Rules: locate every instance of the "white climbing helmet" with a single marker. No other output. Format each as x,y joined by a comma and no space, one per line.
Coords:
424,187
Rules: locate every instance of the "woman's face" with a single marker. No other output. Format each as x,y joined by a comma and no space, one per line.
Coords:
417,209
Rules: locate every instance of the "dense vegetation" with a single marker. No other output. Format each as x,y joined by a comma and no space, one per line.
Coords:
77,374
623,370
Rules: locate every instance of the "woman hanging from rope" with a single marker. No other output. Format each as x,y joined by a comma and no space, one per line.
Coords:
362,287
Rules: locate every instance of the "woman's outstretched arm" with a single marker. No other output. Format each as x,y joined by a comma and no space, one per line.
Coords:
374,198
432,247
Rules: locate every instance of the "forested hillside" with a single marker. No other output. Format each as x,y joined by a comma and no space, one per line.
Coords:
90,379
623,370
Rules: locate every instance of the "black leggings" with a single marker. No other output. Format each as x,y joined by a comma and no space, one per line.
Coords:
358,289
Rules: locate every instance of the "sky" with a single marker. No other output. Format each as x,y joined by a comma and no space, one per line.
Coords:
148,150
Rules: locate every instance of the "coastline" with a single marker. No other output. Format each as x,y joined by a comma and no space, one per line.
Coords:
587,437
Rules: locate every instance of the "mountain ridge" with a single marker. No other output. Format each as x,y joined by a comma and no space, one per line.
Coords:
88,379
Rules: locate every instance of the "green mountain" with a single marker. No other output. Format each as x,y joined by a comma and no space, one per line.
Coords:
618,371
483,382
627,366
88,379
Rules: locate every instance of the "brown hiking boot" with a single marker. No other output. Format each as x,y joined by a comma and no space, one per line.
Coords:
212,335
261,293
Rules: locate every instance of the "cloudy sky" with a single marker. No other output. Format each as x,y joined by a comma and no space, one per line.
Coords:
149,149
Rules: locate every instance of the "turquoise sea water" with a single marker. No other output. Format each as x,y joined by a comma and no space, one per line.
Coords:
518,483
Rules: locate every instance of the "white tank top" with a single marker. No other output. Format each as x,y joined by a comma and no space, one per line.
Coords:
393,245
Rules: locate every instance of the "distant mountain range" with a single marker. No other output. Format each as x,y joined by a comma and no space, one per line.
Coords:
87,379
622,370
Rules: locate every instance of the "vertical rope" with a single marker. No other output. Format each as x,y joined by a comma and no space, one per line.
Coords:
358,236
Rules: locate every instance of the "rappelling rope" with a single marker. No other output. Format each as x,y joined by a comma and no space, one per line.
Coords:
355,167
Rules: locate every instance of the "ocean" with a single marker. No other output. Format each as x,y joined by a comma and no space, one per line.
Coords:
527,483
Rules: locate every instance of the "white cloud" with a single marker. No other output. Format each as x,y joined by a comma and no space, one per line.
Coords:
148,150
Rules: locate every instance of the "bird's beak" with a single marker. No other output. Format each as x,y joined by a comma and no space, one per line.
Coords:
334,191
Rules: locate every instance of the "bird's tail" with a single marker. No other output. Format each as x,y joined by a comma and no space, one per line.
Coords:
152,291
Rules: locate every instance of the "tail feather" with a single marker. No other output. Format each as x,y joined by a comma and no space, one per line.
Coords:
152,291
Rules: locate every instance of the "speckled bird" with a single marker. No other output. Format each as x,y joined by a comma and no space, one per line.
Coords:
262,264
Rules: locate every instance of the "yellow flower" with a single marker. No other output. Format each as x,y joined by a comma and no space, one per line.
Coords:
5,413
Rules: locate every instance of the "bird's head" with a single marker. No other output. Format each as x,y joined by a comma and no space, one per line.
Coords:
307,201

(What is needed): The data above should be reproduced in full and exactly.

(Answer space):
Rules: locate every instance of the "white climbing helmet" with a single marker. No other output. Format each as x,y joined by a comma and no space, one per line.
Coords:
424,187
Rules: locate every instance of the "woman's face" with a single marker. No other output. Format each as x,y joined by a comma and no space, one per line.
Coords:
417,209
Rules: locate every instance of the "dense vegetation" with a single marker. No other output. Format each as x,y joined by a comma and no space, one per line.
Coords:
77,374
623,370
Rules: locate every instance of the "woman hanging from rope" with a single marker. No other output. Format each as x,y joined by a comma and no space, one per line.
Coords:
362,287
Rules: locate every instance of the "woman's outstretched arm" with a single marker. No other output. Format each as x,y joined by a comma and no space, one per line.
Coords:
374,198
432,247
Rules: locate every instance of the "forested hillside" with a single marker. No other output. Format each as x,y joined by a comma and no space, one per line.
Coords:
90,379
623,370
Rules: locate every instance of the "black leggings" with a single marker. No other output. Format each as x,y joined by a comma and no space, one per line.
Coords:
358,289
Rules: locate every instance of the "sky" with a single marker. No other output. Format each as x,y joined by a comma and no space, one per line.
Coords:
148,150
Rules: locate every instance of the "coastline" with a single marker. No other output. Format each as x,y joined by a comma and no space, one per line.
Coords:
587,437
Rules: locate every instance of the "mountain ridge" with a single marker. No other output. Format each as x,y joined by a comma and no space, one per line.
Coords:
88,379
Rules: locate every instance of the "green mountain" with a single marker. No other output. Format each as x,y joined by a comma and no space, one per line.
Coords:
618,371
483,382
627,366
88,379
Rules: locate every instance of the "brown hiking boot" with a single marker. No other output. Format each as x,y joined by a comma and no space, one per line.
Coords:
212,335
261,293
Rules: locate every instance of the "cloudy sky" with a single marker. No other output. Format each as x,y joined by a comma and no space, one per line.
Coords:
149,149
Rules: locate every instance of the "turquoise sea water" with a single marker. No other output. Format each as x,y joined by a comma and no space, one per line.
Coords:
518,483
Rules: locate every instance of the "white tank top" with a single marker. No other output. Format each as x,y joined by a comma and no space, one per line.
Coords:
393,245
Rules: locate every instance of the "distant mountain range" with a single marker. No other output. Format each as x,y joined by a comma and no space, one per line.
Coords:
87,379
622,370
Rules: locate every instance of the "vertical rope" with a single marker. No other output. Format each as x,y joined by a comma and no space, one per line.
Coords:
358,236
Rules: locate every instance of the "rappelling rope" with a single marker. No other output. Format each as x,y joined by a comma and no space, one per line.
Coords:
355,167
Rules: locate every instance of the "ocean" with a single marker. No other output. Format each as x,y joined by a comma and no space, one per line.
Coords:
527,483
Rules: locate every instance of the "white cloud" with a single marker. No other output. Format each as x,y joined by a comma and no space, one per line.
Coords:
148,150
Rules: locate every instance of the "bird's beak" with a single marker. No other output. Format each as x,y joined by a comma and no space, one per line.
Coords:
334,191
Rules: locate every instance of the "bird's tail" with a single marker. No other output. Format each as x,y joined by a comma and no space, one per line.
Coords:
152,291
Rules: locate every instance of the "tail feather" with a single marker. No other output. Format each as x,y joined by a comma and no space, one per line.
Coords:
152,291
Rules: locate every instance of the "speckled bird" with a single marker. No other output. Format each as x,y joined by a comma and no space, one per line.
Coords:
262,264
Rules: locate every instance of the "yellow flower" with a single marker. No other output. Format each as x,y joined by a comma and no space, one per line.
Coords:
5,413
Rules: locate every instance of the "bird's head" with a single marker. No other output. Format each as x,y joined by a comma and no space, one per line.
Coords:
307,201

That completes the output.